_EXTRAIT DU DOCUMENT_
7Il est remarquable qu’une formule journalistique tellement décousue ait rencontrée tant de succès. La Correspondance politique et administrative ne présentait aucun des traits qui font normalement la réussite d’un périodique. Le ton de l’écriture ne variait guère, l’éventail des thèmes traités était très restreint et les mêmes sujets revenaient souvent. Fiévée ne parlait pas des personnalités, et il ne cachait pas à ses lecteurs le fait qu’il remplissait plusieurs numéros en recyclant ses publications antérieures à 1815. Mais Fiévée comprenait très bien l’art d’expliquer des questions politiques de sorte que tout le monde pouvait les comprendre. Le critique qui l’accusait de s’adresser à des lecteurs « dont l’attention et la patience ne peuvent guère se soutenir au-delà des bornes d’une brochure » croyait l’insulter ; en fait, il admettait que Fiévée pratiquait très bien son métier16. Le grand atout de l’entreprise était sa singularité, son refus des règles ordinaires du jeu journalistique, qui lui donnait une place à part dans le champ journalistique de la Restauration. Fiévée offrait à ses lecteurs le spectacle d’un homme qui paraissait parler en toute liberté, sans calculer les conséquences de ses articles, et qui n’hésitait ni à critiquer le gouvernement, ni à contredire ses propres alliés. Il était fier d’être « un parti à moi seul », et d’ailleurs il était convaincu que même ceux qui partageaient ses idées avaient trop peur de son intelligence pour l’inclure dans leurs entreprises. « Isolé, fier, d’une réputation faite et d’un talent reconnu, que voulez-vous qui me prenne pour associé ? » écrivait-il à un ami17.

_DONNÉES FOURNIES_
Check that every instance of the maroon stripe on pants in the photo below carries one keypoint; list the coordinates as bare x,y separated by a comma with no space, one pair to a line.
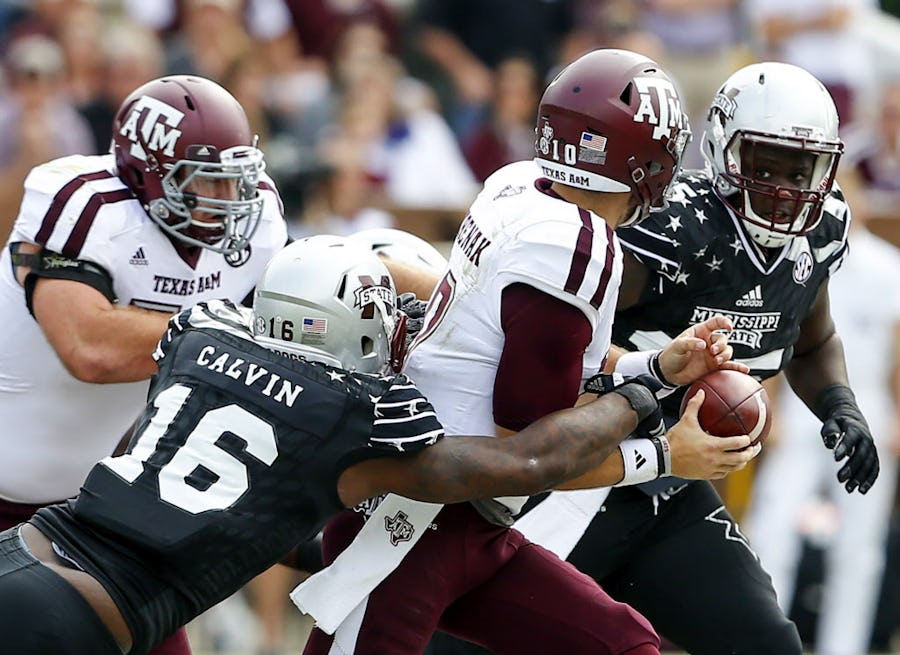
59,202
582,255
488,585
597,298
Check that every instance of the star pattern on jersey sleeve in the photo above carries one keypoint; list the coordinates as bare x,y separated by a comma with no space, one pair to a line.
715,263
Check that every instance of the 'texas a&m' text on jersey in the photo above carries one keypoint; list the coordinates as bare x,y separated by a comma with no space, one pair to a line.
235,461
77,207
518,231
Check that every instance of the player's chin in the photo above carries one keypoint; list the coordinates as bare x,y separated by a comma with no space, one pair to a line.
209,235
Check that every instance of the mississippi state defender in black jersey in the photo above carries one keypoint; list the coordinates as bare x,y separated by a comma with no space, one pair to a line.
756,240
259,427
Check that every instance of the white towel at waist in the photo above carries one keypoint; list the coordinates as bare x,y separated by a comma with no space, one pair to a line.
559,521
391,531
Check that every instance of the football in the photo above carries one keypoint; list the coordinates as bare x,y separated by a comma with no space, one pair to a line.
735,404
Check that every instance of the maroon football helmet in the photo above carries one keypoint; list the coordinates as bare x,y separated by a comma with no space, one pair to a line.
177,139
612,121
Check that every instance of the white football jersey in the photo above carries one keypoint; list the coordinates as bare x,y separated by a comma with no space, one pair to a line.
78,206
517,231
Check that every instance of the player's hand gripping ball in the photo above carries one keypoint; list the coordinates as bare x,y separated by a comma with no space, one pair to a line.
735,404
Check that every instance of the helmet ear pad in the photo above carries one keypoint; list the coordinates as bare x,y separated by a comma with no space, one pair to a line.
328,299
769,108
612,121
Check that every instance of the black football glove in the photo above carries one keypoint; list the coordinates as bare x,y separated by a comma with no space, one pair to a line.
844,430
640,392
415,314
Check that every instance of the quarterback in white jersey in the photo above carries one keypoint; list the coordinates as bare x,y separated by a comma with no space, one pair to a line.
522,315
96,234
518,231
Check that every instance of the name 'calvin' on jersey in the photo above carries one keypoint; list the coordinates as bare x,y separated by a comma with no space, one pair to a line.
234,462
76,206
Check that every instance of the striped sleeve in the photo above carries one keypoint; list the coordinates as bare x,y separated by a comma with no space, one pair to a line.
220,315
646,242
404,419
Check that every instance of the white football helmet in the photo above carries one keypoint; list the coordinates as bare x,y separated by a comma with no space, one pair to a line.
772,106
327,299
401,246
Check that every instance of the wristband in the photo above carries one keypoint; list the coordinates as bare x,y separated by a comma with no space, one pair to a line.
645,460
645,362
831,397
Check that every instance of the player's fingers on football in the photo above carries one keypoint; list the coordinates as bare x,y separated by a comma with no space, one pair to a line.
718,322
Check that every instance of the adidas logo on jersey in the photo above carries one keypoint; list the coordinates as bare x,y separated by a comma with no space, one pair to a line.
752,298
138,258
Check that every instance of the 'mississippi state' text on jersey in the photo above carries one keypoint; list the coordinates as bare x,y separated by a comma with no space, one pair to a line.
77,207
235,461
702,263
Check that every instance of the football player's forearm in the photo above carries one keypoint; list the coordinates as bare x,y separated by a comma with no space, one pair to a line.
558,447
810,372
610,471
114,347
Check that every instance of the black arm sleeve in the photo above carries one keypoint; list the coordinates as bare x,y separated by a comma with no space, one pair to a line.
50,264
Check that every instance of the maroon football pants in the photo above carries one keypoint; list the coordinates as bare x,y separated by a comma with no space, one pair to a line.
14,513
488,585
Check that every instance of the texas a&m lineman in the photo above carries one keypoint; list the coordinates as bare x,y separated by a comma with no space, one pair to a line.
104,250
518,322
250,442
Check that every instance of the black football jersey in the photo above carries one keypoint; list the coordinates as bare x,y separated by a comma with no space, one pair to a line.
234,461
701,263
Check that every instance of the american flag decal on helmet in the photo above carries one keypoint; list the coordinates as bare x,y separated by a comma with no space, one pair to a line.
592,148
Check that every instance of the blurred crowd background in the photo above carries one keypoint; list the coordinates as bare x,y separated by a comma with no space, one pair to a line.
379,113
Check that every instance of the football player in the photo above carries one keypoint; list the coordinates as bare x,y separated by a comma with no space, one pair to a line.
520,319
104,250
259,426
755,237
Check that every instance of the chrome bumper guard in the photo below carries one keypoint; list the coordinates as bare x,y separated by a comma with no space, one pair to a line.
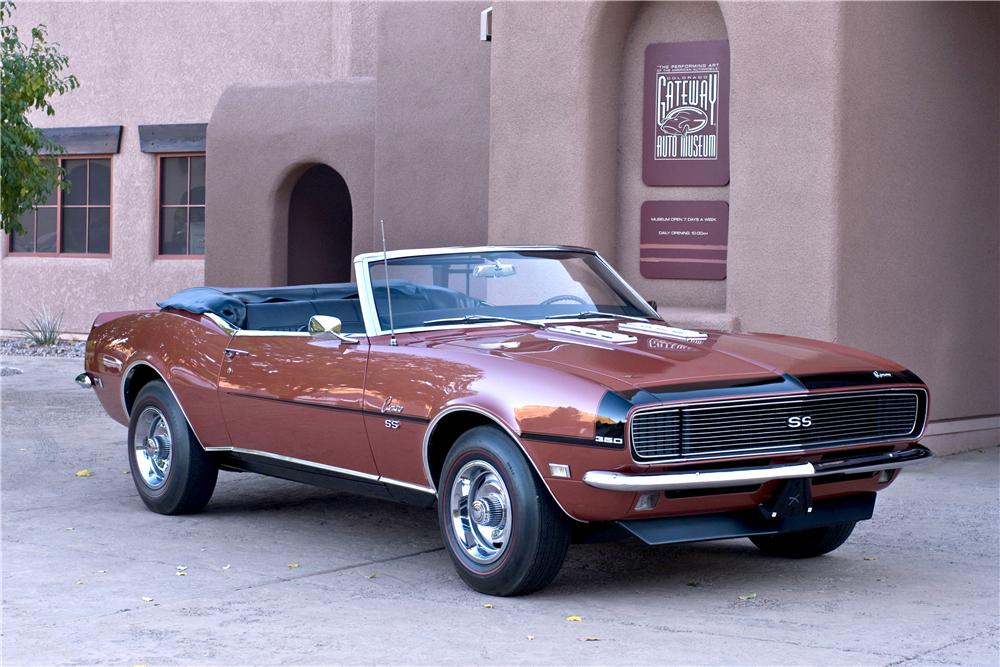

_CONSIGNE_
D'après l'extrait du document, quel était le grand atout de la Correspondance politique et administrative ?

_CORRIGÉ_
Sa singularité, c'est-à-dire son refus des règles ordinaires du jeu journalistique.